Reproduce the data below verbatim from the line containing "Where can you spot the golden-crowned" through its final line, and produce nothing more.
# Start of THE INPUT
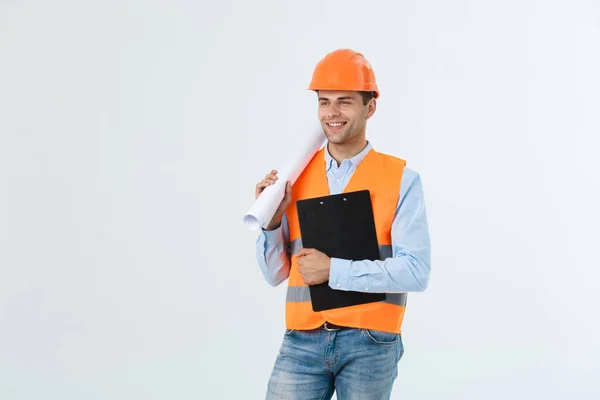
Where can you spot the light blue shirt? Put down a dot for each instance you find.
(407, 270)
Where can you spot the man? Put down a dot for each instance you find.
(351, 350)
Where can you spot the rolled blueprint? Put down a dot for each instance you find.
(264, 207)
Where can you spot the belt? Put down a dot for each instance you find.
(333, 327)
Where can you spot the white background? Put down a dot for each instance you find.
(132, 134)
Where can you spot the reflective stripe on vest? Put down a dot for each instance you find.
(381, 174)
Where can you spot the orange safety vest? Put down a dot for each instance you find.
(381, 174)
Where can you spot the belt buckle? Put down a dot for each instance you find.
(330, 329)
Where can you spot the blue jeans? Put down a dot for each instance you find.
(356, 363)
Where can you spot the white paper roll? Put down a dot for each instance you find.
(264, 207)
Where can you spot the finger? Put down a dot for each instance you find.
(303, 252)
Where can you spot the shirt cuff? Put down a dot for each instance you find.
(273, 237)
(338, 273)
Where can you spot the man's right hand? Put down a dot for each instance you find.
(270, 179)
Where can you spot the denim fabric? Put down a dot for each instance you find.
(356, 363)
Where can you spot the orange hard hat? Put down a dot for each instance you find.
(344, 69)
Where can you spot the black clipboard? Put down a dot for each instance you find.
(341, 226)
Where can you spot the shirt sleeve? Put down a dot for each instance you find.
(273, 253)
(408, 269)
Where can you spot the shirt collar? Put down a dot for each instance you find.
(354, 161)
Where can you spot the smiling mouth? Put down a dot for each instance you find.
(335, 125)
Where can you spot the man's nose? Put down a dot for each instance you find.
(333, 110)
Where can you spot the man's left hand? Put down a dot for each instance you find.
(314, 266)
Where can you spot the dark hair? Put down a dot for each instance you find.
(367, 96)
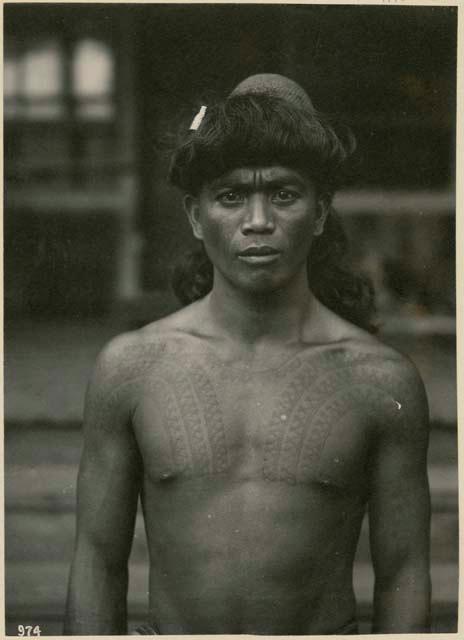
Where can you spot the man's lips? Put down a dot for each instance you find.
(261, 254)
(259, 250)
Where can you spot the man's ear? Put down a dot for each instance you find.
(323, 207)
(192, 209)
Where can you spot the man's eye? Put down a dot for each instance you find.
(285, 196)
(231, 197)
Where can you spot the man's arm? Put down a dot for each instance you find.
(107, 494)
(399, 510)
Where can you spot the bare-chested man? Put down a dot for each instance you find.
(259, 422)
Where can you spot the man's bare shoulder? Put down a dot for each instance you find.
(128, 355)
(379, 365)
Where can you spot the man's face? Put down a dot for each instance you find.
(257, 225)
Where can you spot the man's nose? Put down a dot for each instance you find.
(259, 217)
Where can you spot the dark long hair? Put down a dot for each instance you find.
(260, 130)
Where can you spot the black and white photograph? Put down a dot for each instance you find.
(230, 390)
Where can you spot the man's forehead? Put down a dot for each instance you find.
(260, 175)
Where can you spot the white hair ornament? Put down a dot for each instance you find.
(198, 119)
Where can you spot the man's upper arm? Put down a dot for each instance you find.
(110, 468)
(399, 502)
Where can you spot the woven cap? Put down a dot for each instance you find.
(275, 85)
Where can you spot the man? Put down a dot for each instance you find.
(259, 421)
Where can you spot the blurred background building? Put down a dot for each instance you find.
(92, 94)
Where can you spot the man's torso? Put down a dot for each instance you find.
(255, 483)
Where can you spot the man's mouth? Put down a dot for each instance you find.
(259, 254)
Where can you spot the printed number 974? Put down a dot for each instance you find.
(28, 630)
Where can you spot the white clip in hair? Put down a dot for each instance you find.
(198, 119)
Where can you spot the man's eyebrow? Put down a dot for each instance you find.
(248, 183)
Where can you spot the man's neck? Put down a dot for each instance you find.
(251, 318)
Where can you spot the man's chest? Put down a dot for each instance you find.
(303, 422)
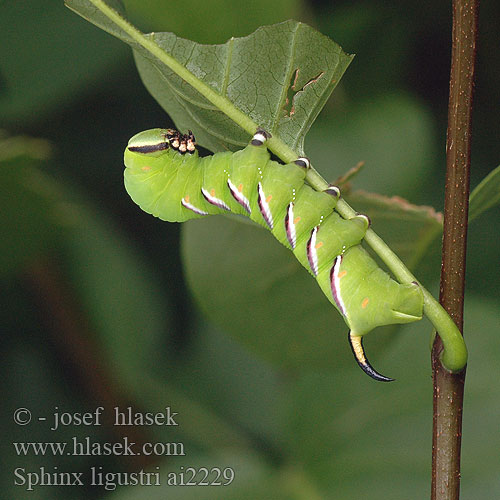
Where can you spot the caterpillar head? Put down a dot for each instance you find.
(154, 141)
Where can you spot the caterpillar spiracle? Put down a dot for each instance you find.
(174, 186)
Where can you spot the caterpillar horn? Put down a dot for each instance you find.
(356, 343)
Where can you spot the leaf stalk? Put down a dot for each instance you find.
(455, 352)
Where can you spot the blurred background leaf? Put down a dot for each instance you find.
(284, 404)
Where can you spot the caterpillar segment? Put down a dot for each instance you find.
(167, 179)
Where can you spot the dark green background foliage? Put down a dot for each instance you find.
(102, 305)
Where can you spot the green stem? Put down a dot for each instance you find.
(455, 353)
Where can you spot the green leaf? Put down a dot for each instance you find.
(48, 57)
(486, 195)
(229, 17)
(279, 77)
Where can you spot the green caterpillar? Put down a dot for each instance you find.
(174, 186)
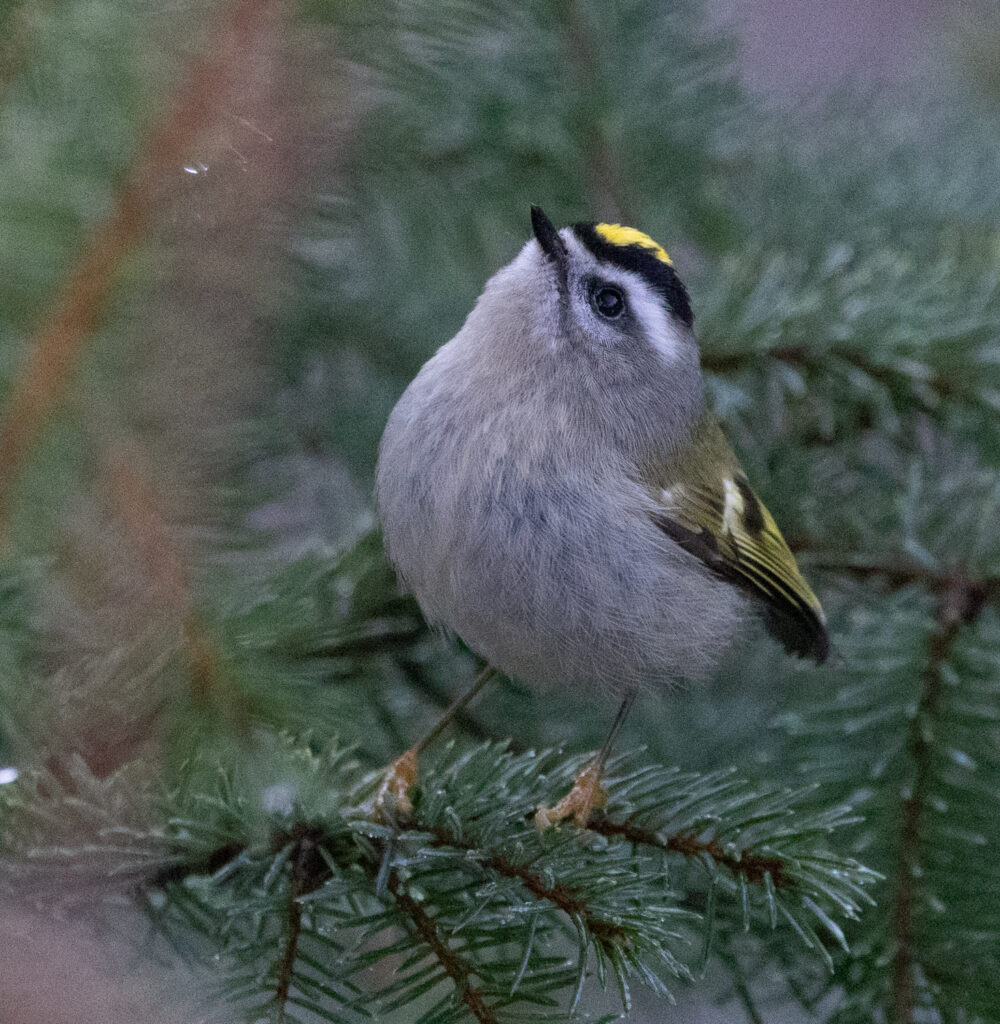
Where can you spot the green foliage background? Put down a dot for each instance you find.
(205, 658)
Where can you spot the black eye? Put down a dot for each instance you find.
(608, 301)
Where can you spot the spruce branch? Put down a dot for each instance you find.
(951, 610)
(453, 966)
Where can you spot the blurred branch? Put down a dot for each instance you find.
(207, 88)
(139, 512)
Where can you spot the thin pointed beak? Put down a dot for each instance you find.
(552, 245)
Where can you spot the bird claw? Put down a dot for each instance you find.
(585, 795)
(392, 800)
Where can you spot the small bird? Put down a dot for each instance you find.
(553, 488)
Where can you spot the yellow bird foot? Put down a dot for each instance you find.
(585, 795)
(392, 800)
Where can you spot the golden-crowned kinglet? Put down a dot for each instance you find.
(552, 487)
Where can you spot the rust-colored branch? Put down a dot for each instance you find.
(304, 869)
(452, 965)
(752, 866)
(139, 512)
(207, 88)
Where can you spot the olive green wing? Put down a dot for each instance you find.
(715, 516)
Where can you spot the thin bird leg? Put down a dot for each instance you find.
(393, 796)
(587, 792)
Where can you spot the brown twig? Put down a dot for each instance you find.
(752, 866)
(308, 871)
(800, 355)
(973, 592)
(77, 308)
(452, 965)
(139, 512)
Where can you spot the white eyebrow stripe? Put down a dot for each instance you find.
(646, 303)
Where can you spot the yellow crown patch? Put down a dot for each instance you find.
(618, 235)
# End of THE INPUT
• THE RESULT
Where can you spot the golden-crowned kinglet? Put down a dot for each instance you find.
(552, 487)
Where can you spot the rust-colored branch? Put down a dot for each instance you find.
(304, 869)
(452, 965)
(752, 866)
(139, 512)
(207, 88)
Where can you spot the olive green wing? Put down a dot for each instance you find.
(715, 516)
Where can you spot the thin bird leg? Put down a dot for each instance you find.
(393, 796)
(587, 792)
Where can you spot the brown twig? Put down a dot for each instance you find.
(752, 866)
(308, 871)
(800, 355)
(973, 592)
(77, 308)
(452, 965)
(139, 512)
Where can you spot the white eyebrow stripe? Put down a dot for each instance you find.
(646, 303)
Where can you spot the yellow crown patch? Put down a dot for each instance you find.
(618, 235)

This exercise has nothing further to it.